DATASET EXCERPTS below:

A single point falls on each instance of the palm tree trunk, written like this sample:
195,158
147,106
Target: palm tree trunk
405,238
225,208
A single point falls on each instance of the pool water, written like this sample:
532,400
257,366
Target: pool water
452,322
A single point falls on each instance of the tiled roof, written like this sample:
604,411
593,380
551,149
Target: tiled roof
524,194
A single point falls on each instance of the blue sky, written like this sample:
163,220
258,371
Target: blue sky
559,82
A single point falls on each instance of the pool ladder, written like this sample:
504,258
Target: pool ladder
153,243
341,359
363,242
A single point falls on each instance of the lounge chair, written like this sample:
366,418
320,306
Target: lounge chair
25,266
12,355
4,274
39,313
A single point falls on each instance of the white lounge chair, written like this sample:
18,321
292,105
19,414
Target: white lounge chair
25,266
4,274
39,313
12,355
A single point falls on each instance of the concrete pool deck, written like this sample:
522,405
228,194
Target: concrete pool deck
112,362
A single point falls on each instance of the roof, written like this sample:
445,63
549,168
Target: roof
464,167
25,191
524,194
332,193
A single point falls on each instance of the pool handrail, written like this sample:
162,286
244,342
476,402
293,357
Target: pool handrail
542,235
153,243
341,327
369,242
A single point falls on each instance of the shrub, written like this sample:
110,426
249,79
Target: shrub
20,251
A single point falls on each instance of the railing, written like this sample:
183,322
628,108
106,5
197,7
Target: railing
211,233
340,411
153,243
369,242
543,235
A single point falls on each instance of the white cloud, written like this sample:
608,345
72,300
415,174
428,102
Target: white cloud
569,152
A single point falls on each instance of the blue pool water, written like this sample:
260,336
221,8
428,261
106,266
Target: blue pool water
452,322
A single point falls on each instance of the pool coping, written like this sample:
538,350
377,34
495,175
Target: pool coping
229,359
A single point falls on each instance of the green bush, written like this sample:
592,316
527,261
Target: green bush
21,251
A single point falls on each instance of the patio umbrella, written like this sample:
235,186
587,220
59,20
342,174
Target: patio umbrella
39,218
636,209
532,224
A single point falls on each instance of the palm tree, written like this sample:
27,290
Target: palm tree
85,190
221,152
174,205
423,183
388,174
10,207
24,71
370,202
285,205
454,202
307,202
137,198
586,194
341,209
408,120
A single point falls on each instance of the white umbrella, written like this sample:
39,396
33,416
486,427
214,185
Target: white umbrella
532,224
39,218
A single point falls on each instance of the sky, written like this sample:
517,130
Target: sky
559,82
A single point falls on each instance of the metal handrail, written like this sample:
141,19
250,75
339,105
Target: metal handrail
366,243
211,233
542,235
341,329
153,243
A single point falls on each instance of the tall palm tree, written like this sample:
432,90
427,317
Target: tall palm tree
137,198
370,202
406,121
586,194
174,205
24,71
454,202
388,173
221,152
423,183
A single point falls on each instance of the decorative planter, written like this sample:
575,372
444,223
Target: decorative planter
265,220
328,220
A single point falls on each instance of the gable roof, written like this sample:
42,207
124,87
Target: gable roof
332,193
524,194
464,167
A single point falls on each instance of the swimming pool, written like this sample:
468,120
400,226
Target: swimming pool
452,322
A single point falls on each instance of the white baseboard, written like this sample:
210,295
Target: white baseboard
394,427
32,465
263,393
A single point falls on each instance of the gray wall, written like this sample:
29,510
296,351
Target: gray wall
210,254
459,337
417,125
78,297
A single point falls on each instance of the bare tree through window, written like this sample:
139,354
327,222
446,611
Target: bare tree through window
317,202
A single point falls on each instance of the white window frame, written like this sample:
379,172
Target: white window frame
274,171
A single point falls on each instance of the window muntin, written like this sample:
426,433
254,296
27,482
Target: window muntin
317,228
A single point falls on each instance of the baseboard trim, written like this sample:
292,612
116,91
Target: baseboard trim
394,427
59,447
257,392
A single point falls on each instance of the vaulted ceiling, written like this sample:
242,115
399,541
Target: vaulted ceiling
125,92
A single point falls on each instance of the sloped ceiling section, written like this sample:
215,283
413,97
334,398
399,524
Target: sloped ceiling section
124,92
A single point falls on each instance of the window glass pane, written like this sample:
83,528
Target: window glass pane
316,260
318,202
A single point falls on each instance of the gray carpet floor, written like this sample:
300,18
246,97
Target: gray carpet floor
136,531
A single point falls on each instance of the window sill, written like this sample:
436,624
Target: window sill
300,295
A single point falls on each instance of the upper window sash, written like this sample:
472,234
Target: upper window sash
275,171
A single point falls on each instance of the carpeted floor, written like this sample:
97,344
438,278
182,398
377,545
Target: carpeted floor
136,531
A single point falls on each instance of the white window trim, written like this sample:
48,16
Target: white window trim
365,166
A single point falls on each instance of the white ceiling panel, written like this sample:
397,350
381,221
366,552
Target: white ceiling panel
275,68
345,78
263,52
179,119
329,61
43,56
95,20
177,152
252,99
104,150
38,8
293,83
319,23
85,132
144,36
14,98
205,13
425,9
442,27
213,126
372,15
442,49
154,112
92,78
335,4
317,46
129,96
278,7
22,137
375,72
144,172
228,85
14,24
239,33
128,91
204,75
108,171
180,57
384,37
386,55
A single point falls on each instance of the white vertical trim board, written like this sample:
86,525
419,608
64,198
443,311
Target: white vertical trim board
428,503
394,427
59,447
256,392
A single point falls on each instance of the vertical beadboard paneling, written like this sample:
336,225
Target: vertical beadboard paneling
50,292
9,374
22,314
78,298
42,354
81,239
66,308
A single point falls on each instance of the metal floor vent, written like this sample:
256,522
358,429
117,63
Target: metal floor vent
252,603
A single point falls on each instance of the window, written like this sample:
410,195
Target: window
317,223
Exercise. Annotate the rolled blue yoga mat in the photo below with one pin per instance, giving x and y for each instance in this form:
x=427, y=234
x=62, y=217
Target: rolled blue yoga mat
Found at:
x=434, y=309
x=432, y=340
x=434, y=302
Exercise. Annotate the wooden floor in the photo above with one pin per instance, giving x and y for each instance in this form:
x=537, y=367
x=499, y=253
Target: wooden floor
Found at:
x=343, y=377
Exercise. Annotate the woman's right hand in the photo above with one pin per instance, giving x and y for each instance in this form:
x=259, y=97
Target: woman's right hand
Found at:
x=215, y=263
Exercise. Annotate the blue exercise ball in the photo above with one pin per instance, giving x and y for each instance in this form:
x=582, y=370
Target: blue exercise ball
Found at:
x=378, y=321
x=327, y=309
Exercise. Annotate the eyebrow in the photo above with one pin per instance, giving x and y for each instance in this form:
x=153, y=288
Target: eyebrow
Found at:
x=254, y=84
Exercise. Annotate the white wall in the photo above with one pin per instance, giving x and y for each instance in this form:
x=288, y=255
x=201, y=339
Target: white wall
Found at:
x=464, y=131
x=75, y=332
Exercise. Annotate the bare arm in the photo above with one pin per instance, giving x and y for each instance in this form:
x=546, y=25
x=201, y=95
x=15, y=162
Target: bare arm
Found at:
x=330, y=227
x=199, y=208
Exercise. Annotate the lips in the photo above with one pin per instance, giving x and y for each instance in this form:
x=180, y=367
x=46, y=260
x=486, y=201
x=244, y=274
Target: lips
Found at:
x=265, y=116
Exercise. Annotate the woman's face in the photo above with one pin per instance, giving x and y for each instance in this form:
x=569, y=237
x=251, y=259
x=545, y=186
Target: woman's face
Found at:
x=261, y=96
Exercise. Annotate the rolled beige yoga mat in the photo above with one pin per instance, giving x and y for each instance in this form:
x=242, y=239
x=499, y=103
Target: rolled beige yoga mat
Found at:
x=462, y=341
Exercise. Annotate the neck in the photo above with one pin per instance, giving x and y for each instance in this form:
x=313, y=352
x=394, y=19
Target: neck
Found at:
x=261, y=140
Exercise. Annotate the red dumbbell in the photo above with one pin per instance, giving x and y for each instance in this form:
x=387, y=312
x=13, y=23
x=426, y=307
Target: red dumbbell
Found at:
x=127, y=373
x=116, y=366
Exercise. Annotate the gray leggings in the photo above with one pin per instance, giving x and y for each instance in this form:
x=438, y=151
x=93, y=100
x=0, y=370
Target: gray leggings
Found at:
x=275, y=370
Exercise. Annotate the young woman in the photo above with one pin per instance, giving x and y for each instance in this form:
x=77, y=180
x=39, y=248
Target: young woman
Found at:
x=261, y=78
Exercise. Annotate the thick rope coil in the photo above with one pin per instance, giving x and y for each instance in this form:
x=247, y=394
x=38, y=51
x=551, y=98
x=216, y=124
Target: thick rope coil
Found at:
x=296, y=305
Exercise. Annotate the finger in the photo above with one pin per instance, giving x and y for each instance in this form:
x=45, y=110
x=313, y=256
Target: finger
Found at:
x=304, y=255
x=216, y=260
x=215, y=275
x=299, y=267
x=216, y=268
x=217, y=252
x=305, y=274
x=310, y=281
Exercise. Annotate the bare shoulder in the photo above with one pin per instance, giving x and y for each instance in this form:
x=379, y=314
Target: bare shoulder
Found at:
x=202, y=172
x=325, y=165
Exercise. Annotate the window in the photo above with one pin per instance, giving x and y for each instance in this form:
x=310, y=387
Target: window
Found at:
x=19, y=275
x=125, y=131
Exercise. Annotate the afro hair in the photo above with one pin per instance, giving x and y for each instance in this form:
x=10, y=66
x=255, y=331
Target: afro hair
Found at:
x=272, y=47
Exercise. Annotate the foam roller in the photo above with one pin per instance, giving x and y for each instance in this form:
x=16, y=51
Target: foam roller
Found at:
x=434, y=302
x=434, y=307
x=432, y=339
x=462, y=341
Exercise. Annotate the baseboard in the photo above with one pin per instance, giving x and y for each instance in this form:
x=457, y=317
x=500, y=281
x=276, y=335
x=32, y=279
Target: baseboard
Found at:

End of DATASET EXCERPTS.

TASK DIRECTIONS
Copy exactly the stretch of data above from the line with "Target: tall palm tree" through the line with "A single point falls on each instance of the gray carpet", and omit all other lines.

OUTPUT BELOW
Target: tall palm tree
137,198
370,202
406,121
586,194
174,205
24,71
454,202
388,173
221,152
423,183
A single point falls on each instance of the decorative planter, written like this sample:
575,372
444,223
Target: decorative planter
265,220
328,220
A single point falls on each instance of the gable roof, written like this sample:
42,207
124,87
Target: gable roof
332,193
524,194
464,167
A single point falls on each instance of the swimming pool, written like this sample:
468,120
400,226
Target: swimming pool
452,322
A single point falls on each instance of the white baseboard, written like this sample:
210,295
Target: white baseboard
394,427
32,465
263,393
A single point falls on each instance of the gray wall, written like this sample:
29,510
296,351
Target: gray wall
210,254
459,337
417,125
78,297
A single point falls on each instance of the bare tree through window, written like this sample:
139,354
327,222
446,611
Target: bare tree through window
317,202
A single point falls on each instance of the white window frame, written like this sample:
379,172
Target: white window frame
274,171
A single point falls on each instance of the window muntin, written like this sample:
426,433
254,296
27,482
Target: window muntin
317,228
A single point falls on each instance of the baseboard trim, written like this sample:
292,612
116,91
Target: baseboard trim
394,427
59,447
257,392
A single point falls on each instance of the vaulted ceiling, written like this sample:
242,115
399,541
Target: vaulted ceiling
125,92
A single point falls on each instance of the sloped ceiling section, written like this sample:
215,283
413,97
334,398
399,524
Target: sloped ceiling section
124,92
A single point falls on each instance of the window glass pane, written like this sample:
83,528
Target: window glass pane
316,260
318,202
A single point falls on each instance of the gray carpet floor, written like this sample:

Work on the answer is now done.